-
status of article: on review
-
bostrom is NOT yet another ai coin
-
it is very powerful foundational technology for advanced superintelligent civilization
-
its being used by 1k neurons who create a collective knowledge of ~2 million links
-
in addition to this ~50k neurons produced ~6 million transactions for decisions related to collective learning
-
currently it produce ~13 megabits bits of negentropy and takes ~200 mb of ram in gpu
-
in this article i will boil down all essential ideas into coherent understanding how bostrom can empower
- existing ai field which i will refer as classical ai
- and advance emerging field of collective ai
- as we believe its the only viable way to build superintelligence
-
attention is not enough
- you used to rely on a data you got
- you have the dataset
- you design neural network architecture
- then, you train the model
- and boom, now the model can predict some output based on any input
- sounds really cool, and is powerful indeed, except the dataset thing in this story
- now the good answers to ask: how does you model could define truth?

▸ Dataset section
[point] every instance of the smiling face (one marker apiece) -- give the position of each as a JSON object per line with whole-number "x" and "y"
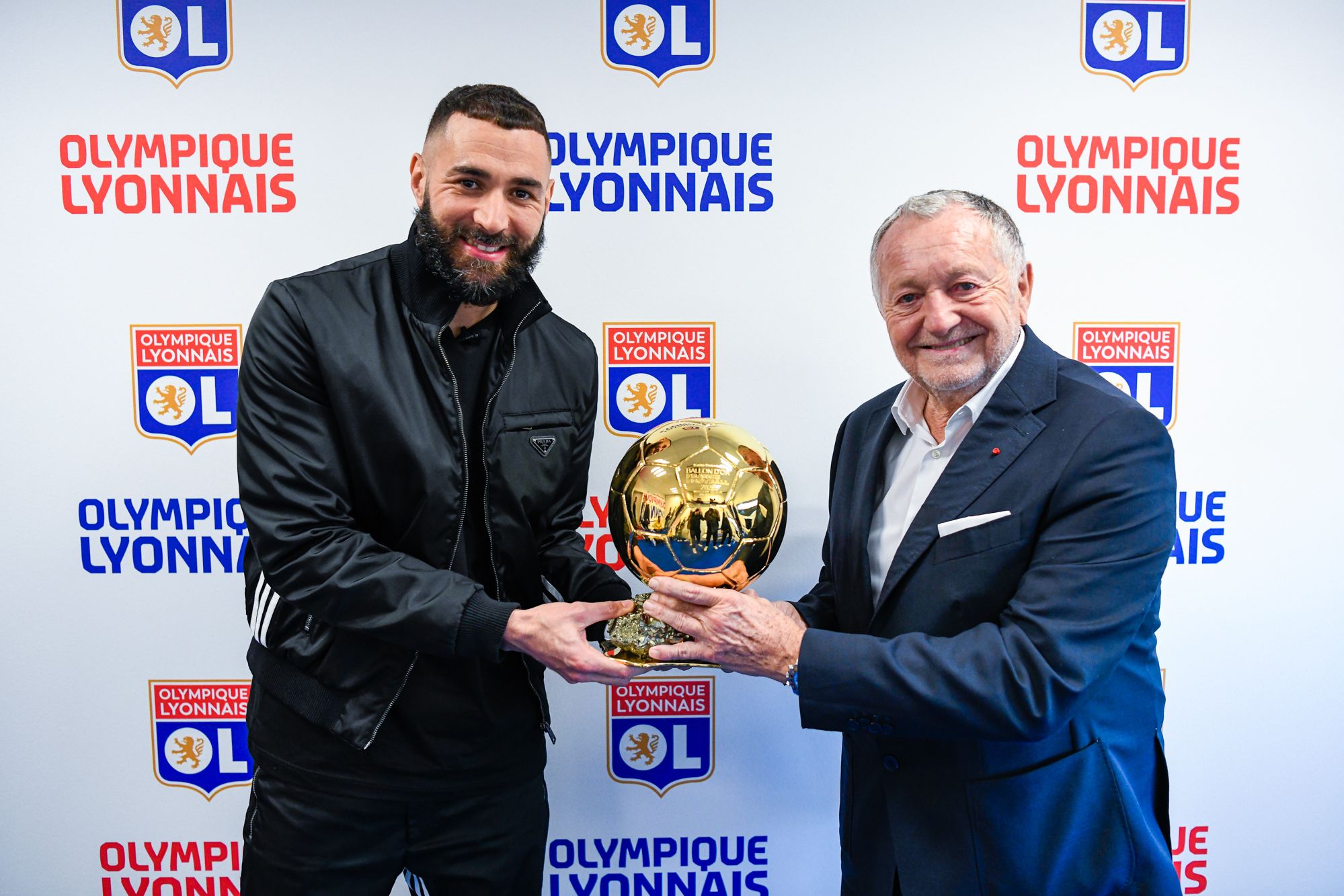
{"x": 951, "y": 305}
{"x": 483, "y": 192}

▸ About this task
Summarize the article on bostrom in two sentences.

▸ Output of the task
Bostrom is presented not as another AI coin but as a foundational technology for an advanced superintelligent civilization, already used by 1k neurons who have built a collective knowledge of about 2 million links. The article sets out to show how it can empower classical AI and advance collective AI, seen as the only viable way to build superintelligence, and it questions the practice of training models on a given dataset by asking how a model could define truth.